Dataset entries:
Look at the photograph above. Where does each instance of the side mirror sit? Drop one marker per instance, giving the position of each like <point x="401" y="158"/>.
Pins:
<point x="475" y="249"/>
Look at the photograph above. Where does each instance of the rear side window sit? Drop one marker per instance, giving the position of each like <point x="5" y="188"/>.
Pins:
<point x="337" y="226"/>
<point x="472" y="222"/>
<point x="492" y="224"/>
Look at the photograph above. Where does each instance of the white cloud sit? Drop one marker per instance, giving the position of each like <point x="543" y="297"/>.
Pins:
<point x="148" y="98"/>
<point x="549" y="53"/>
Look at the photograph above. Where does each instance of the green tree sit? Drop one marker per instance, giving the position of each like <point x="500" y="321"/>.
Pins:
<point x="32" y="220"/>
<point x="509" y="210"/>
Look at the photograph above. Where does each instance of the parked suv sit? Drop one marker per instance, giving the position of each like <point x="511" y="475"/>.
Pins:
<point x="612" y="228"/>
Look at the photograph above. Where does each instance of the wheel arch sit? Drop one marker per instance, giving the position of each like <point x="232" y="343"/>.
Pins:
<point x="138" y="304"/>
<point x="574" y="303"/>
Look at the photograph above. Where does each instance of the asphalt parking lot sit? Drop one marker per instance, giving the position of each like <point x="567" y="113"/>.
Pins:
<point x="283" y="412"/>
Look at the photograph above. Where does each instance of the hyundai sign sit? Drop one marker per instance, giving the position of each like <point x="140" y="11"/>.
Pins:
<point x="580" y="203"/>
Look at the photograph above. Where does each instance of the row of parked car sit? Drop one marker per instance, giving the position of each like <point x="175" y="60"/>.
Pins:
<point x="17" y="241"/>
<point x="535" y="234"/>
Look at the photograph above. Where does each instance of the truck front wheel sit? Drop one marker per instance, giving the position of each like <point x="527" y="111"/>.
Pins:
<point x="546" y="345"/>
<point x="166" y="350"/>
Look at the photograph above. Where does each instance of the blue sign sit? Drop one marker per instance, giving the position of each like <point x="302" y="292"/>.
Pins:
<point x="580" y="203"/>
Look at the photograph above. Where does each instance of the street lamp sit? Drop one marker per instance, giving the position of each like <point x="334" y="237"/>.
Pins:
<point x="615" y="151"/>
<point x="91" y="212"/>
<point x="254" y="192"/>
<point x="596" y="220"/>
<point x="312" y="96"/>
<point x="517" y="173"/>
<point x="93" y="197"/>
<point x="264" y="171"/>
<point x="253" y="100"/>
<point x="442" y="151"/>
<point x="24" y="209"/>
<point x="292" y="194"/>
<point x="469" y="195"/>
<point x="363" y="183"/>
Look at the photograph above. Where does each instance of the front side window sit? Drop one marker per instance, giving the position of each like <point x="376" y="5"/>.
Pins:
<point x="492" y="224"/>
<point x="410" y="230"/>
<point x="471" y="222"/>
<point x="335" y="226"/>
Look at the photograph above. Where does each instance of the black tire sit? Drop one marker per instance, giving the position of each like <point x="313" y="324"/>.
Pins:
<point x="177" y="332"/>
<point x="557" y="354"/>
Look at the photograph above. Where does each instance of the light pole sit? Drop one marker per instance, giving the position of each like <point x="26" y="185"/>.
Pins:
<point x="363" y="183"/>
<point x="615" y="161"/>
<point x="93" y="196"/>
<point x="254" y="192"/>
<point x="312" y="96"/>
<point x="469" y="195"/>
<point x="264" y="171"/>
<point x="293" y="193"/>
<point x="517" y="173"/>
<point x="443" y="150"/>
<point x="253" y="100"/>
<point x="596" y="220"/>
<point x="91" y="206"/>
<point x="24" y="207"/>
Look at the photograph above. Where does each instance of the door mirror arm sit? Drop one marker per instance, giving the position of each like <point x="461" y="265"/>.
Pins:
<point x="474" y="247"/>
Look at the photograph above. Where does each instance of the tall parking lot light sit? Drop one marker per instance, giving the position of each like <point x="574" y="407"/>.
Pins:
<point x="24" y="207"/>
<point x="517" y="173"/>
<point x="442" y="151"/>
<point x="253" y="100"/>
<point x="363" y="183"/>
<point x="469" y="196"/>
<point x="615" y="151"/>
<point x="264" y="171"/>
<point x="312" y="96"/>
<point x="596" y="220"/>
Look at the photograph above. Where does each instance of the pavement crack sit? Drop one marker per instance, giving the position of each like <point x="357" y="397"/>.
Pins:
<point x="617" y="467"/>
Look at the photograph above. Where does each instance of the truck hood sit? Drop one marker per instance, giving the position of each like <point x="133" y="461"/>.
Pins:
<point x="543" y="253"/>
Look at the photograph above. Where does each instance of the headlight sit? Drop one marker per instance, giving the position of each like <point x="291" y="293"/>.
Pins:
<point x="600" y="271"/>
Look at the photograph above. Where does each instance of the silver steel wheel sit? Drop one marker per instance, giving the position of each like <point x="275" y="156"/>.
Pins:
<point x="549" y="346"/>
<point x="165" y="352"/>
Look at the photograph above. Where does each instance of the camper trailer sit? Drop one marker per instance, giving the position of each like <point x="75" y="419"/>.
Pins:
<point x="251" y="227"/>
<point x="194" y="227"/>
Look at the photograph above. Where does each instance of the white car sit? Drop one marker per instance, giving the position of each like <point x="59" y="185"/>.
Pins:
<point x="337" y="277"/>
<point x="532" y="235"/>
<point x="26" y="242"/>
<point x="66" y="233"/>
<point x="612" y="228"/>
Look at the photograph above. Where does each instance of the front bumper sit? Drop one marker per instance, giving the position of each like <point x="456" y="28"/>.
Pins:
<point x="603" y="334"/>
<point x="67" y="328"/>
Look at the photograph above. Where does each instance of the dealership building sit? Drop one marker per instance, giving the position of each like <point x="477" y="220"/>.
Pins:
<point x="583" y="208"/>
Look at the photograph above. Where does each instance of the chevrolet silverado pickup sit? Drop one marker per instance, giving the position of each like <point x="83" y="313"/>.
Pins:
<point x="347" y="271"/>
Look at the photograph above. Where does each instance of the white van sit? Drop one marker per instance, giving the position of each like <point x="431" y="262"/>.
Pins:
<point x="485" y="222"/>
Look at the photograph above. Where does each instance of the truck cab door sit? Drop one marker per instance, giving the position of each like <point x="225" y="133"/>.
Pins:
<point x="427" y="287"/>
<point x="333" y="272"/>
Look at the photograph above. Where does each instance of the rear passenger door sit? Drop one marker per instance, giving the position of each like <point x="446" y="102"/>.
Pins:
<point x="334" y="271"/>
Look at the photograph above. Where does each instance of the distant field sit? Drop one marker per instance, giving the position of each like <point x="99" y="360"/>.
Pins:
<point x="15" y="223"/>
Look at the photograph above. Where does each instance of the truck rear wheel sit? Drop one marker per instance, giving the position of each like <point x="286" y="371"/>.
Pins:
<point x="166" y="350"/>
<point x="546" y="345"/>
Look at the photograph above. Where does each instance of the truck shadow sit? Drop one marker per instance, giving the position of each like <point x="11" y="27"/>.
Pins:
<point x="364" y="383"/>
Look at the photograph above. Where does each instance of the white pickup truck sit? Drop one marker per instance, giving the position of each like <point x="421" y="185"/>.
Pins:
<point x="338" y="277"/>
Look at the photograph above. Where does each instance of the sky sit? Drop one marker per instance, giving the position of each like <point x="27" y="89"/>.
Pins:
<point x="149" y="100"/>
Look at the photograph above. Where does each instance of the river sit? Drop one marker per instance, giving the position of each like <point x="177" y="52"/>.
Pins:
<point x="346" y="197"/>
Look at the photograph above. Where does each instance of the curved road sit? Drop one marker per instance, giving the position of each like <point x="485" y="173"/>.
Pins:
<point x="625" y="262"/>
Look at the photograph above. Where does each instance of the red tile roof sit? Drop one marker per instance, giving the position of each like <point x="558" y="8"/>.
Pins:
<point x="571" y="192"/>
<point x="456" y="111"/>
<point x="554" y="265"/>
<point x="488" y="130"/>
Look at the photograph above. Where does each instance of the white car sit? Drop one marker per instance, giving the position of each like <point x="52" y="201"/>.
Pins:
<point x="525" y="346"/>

# [To do]
From the entries above, restate word for word the lines from the line containing "of the silver" to the line containing "of the camper", both ends included, and nothing more.

# [Result of the exercise]
Look at the photograph above. Where does each instance of the silver steel wheel sit? Drop one marker per instance, giving the position of each like <point x="275" y="156"/>.
Pins:
<point x="549" y="346"/>
<point x="165" y="352"/>
Look at the photograph above. Where does each instance of the camper trailer sit? Drop one marker per instance, giving the position of each like <point x="75" y="419"/>.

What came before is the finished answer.